QUOTED PASSAGE ::
* * * * * * * * *

Ok, and why is that important? Could be a ton of reasons why people are lagging behind when they are younger but be able to catch up when they are adults. Judging people based on how you think they might have been when they were younger feels... Not fair. Judge them based on their current knowledge and person instead.

> inability to master the native tongue shows a lack of education

I think you're reading too much into it. Education has nothing to do with native tongue. People forget language.

I myself speak my native tongue a lot worse now when I lived outside the country I was born in a couple of years. Does this mean I lack education? No! I do lack any education, but that's not the reason my native tongue is getting worse every passing year.


One can master owns native language being an adult, why not?

I am Russian and I enjoy translating wonderfully sounding English concepts to Russian. As you can understand, it takes a little bit of mastery in both languages. The upside I get is that these wonderfully sounding language concepts often lose all their charm when translated into Russian. They turn into a pumpkin. This way I can better focus on what is essential.

* * * * * * * * *

SOURCE DATA ::
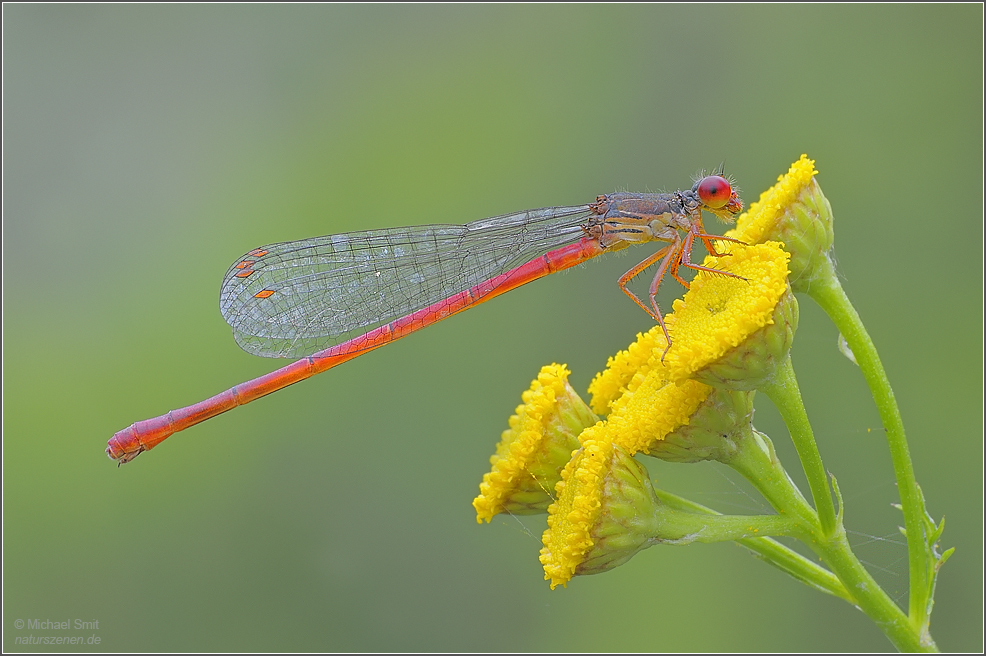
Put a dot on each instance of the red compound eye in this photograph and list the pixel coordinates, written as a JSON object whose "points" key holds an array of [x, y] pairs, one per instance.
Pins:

* * * * * * * * *

JOB A :: Quote every sentence in the comment on native language that ends with a question mark.
JOB B :: Carry on the comment on native language from its final sentence, keeping the same voice.
The listing comes from a separate source, not from the comment on native language.

EXERCISE OUTPUT A ::
"Ok, and why is that important?"
"Does this mean I lack education?"
"One can master owns native language being an adult, why not?"

EXERCISE OUTPUT B ::
As I am here on the matter of focusing on essential things, please look at "Being Popular" essay by Paul Graham: http://www.paulgraham.com/popular.html

Let me quote: "They're perfectly justified: the majority of hot new whatevers do turn out to be a waste of time, and eventually go away. By delaying learning VRML, I avoided having to learn it at all."

Another upside of translating things is that you often cannot apply same questions to English and Russian terms. There are questions applicable only to English term and there are questions for Russian term which are not applicable to English one. You have to do analysis anew, finding new sides of the problem, which either show you the problem's true underwater size or help you solve it.


Because learning a formal language is akin to learning a programming language.

You misunderstood education as formal education. Just by exploring as a child, and living, you learn your native language. Before a child goes to school, they already learn by playing. That, too, is education, and sadly some children are deprived from that or their lack of intelligence already shows. Our oldest (not even 3), for example, is well ahead language-wise, whereas motor skills she's a tad behind.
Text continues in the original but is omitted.